▶ Data extract:

········

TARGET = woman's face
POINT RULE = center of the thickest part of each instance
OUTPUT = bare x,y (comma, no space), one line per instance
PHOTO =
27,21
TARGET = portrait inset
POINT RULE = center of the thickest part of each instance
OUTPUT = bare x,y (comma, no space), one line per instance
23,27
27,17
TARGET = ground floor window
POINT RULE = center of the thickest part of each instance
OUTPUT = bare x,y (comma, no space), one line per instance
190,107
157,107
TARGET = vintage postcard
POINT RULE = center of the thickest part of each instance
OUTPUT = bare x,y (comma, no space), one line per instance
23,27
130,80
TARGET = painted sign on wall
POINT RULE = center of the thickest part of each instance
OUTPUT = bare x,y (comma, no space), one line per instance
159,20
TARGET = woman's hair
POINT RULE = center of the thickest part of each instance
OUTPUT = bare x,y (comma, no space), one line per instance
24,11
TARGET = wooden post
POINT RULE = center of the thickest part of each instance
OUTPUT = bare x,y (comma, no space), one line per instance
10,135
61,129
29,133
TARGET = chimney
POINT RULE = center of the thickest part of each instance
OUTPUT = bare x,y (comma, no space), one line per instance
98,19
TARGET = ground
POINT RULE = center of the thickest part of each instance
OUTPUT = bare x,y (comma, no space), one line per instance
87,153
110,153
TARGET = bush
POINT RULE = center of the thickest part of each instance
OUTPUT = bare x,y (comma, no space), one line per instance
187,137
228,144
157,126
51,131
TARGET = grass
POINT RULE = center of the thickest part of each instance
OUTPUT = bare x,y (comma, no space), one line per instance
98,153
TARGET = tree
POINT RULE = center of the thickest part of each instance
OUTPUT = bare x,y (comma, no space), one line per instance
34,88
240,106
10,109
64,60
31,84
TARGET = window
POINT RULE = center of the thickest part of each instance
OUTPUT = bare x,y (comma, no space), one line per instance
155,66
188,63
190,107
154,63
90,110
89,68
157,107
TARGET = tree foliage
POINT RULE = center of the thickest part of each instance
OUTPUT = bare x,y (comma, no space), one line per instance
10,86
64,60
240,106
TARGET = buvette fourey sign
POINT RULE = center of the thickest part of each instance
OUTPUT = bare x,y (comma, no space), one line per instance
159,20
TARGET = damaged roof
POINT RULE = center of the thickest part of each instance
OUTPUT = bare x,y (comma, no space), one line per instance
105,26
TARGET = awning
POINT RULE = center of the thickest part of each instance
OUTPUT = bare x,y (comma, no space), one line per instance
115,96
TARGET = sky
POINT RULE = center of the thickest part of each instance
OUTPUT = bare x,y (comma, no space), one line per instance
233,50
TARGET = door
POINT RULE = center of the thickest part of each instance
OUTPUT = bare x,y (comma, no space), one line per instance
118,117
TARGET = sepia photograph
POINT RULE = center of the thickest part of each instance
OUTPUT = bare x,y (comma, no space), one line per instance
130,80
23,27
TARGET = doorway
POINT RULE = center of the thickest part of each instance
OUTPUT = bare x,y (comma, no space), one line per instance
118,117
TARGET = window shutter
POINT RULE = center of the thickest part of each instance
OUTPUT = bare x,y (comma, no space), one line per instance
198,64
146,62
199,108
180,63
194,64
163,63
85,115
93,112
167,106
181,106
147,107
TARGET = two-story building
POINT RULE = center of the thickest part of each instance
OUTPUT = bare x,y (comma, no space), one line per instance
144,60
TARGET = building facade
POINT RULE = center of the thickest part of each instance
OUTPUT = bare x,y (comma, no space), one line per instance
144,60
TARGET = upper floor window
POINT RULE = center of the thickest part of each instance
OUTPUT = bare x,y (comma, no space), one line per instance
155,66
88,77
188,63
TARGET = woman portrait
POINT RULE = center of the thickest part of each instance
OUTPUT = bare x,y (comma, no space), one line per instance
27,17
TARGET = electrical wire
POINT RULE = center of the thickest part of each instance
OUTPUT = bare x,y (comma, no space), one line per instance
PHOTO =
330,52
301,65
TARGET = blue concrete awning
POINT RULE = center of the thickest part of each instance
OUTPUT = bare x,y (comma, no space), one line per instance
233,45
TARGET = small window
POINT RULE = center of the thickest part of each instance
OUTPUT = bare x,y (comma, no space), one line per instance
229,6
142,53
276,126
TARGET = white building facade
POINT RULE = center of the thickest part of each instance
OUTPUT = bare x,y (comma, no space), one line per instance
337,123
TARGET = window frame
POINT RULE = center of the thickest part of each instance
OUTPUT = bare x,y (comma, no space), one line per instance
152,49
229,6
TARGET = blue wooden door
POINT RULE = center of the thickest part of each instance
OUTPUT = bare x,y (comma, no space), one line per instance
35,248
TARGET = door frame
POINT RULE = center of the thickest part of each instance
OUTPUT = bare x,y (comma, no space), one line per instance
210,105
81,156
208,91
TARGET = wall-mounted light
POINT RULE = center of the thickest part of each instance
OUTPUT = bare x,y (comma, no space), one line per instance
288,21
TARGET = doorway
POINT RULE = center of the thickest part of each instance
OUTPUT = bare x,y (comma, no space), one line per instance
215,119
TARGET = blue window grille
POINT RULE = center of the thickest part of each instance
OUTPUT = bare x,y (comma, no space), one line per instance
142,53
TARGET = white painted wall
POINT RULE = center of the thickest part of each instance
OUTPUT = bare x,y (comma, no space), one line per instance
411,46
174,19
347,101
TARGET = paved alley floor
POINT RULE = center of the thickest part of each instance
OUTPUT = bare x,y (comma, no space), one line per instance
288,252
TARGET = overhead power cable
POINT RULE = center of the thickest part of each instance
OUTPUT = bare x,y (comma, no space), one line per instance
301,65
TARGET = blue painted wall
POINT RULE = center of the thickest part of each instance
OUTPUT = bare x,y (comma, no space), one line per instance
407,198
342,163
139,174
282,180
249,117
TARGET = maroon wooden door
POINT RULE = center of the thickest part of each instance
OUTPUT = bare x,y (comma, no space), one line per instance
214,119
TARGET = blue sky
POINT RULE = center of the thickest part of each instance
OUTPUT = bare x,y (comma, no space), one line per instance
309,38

········

▶ What to work on: When you reach this point, go back and write out each record above exactly.

▶ Exercise result:
TARGET = woman's face
POINT RULE = center of the thickest part of each instance
OUTPUT = bare x,y (comma, no space), one line per instance
PHOTO =
27,21
TARGET = portrait inset
POINT RULE = center of the thickest part of each instance
OUTPUT = bare x,y (comma, no space), one line per instance
23,27
27,17
TARGET = ground floor window
POINT RULE = center of the thickest part of each instance
OUTPUT = bare x,y (comma, no space), one line per instance
190,107
157,107
TARGET = vintage postcard
POINT RULE = center of the thickest part of each instance
OUTPUT = bare x,y (comma, no space), one line per instance
23,27
130,80
TARGET = painted sign on wall
POINT RULE = center of the thickest part of each instance
OUTPUT = bare x,y (comma, no space), one line per instance
159,20
TARGET = woman's hair
POINT RULE = center of the thickest part of each instance
OUTPUT = bare x,y (comma, no space), one line per instance
24,11
TARGET = wooden post
POINT RULE = center of the thickest part of each instance
OUTPUT = bare x,y (comma, no space), one line per instance
10,135
61,129
29,133
TARGET = chimney
POINT RULE = center of the thickest part of each instance
OUTPUT = bare x,y (comma, no space), one line per instance
98,19
TARGET = ground
POINT RULE = center of the thickest part of each instance
OUTPUT = bare x,y (comma, no space), one line per instance
87,153
110,153
TARGET = bush
POINT RULE = center of the thickest part of each instance
OUTPUT = bare x,y (comma, no space), one line per instance
187,137
228,144
157,126
51,131
TARGET = grass
POINT RULE = center of the thickest part of each instance
OUTPUT = bare x,y (comma, no space), one line per instance
98,153
TARGET = tree
POINT RULE = center of the thickest part of each instance
OUTPUT = bare x,y (comma, no space), one line per instance
34,88
240,106
10,109
64,60
31,84
TARGET = window
POINT RULE = center of the thickest part of each instance
OUTPUT = bare x,y (comma, no space), one line per instance
155,66
188,63
190,107
154,63
90,110
89,68
157,107
TARGET = tree foliage
POINT RULE = center of the thickest part of each instance
OUTPUT = bare x,y (comma, no space), one line per instance
10,86
64,60
240,106
TARGET = buvette fourey sign
POINT RULE = center of the thickest part of each instance
OUTPUT = bare x,y (comma, no space), one line per instance
159,20
TARGET = damaged roof
POINT RULE = center of the thickest part of each instance
OUTPUT = bare x,y (comma, no space), one line per instance
105,26
TARGET = awning
POINT RULE = center of the thickest part of each instance
OUTPUT = bare x,y (comma, no space), one line per instance
115,96
TARGET = sky
POINT RULE = center of the thickest part of each instance
OUTPUT = bare x,y (comma, no space), one line per instance
233,50
TARGET = door
POINT RULE = center of the thickest part of each instance
OUTPUT = bare x,y (comma, no space), one line per instance
118,117
TARGET = sepia photograph
POINT RULE = center of the thickest part of each instance
OUTPUT = bare x,y (comma, no space), one line per instance
130,80
23,27
TARGET = doorway
POINT RULE = center of the thickest part of each instance
OUTPUT = bare x,y (comma, no space), one line per instance
118,117
TARGET = window shutter
POINT RULE = center of the thickest part of each instance
OUTPUT = bare x,y (comma, no space), one line per instance
198,64
146,62
199,108
180,63
194,64
163,63
85,115
93,112
167,106
181,106
147,107
TARGET = two-story building
POINT RULE = center of the thickest part of each instance
OUTPUT = bare x,y (comma, no space), one line per instance
144,60
TARGET = building facade
POINT RULE = center of the thickest part of each instance
OUTPUT = bare x,y (comma, no space), one line per instance
144,60
TARGET = upper floor window
POINT RULE = center of the thickest part of each instance
OUTPUT = bare x,y (comma, no space), one line per instance
155,66
88,77
188,63
TARGET = woman portrait
POINT RULE = center of the thickest part of each instance
OUTPUT = bare x,y (comma, no space), one line per instance
27,17
TARGET = electrical wire
POINT RULE = center of the thickest part of each instance
OUTPUT = bare x,y (comma, no space), one line per instance
PHOTO =
330,52
301,65
TARGET = blue concrete awning
POINT RULE = center of the thickest part of each instance
OUTPUT = bare x,y (comma, no space), one line per instance
233,45
TARGET = small window
POINT RULE = center of the thickest part of each instance
OUTPUT = bare x,y (comma, no space), one line per instance
229,6
142,53
276,126
TARGET = white building facade
POINT RULE = center of the thickest part of each instance
OUTPUT = bare x,y (comma, no space), one line per instance
337,123
TARGET = window frame
POINT RULE = center of the thickest part of each instance
OUTPUT = bare x,y (comma, no space), one line per instance
152,49
229,6
TARGET = blue wooden door
POINT RULE = center of the thickest part of each instance
OUTPUT = bare x,y (comma, no space), one line per instance
35,248
TARGET = door frame
POINT RULE = center of the thickest part of each instance
OUTPUT = bare x,y (comma, no space), one line per instance
210,105
81,156
208,91
TARGET = wall-mounted light
POINT RULE = center of the thickest part of each instance
OUTPUT = bare x,y (comma, no space), one line per instance
288,21
TARGET = doorway
POINT RULE = center of the thickest part of each instance
OUTPUT = bare x,y (comma, no space), one line per instance
215,119
TARGET = blue window grille
POINT RULE = center of the thickest part of each instance
OUTPUT = bare x,y (comma, no space), one line per instance
142,53
TARGET = white painted wall
POINT RULE = center of the thickest part of each instance
OUTPUT = bare x,y (comma, no space), one line per instance
411,46
174,19
347,101
TARGET = paved alley floor
POINT RULE = center of the thickest part of each instance
OUTPUT = bare x,y (comma, no space), one line per instance
288,252
TARGET = overhead power cable
POINT RULE = center of the thickest part of each instance
OUTPUT = bare x,y (comma, no space), one line per instance
301,65
TARGET = blue painted wall
POINT RULE = center of the thickest part of each instance
OUTPUT = bare x,y (comma, no space), one line per instance
407,198
342,163
139,174
282,180
249,117
TARGET = maroon wooden door
POINT RULE = center of the thickest part of each instance
OUTPUT = bare x,y (comma, no space), one line per instance
214,119
TARGET = blue sky
POINT RULE = center of the thickest part of each instance
OUTPUT = bare x,y (comma, no space), one line per instance
309,38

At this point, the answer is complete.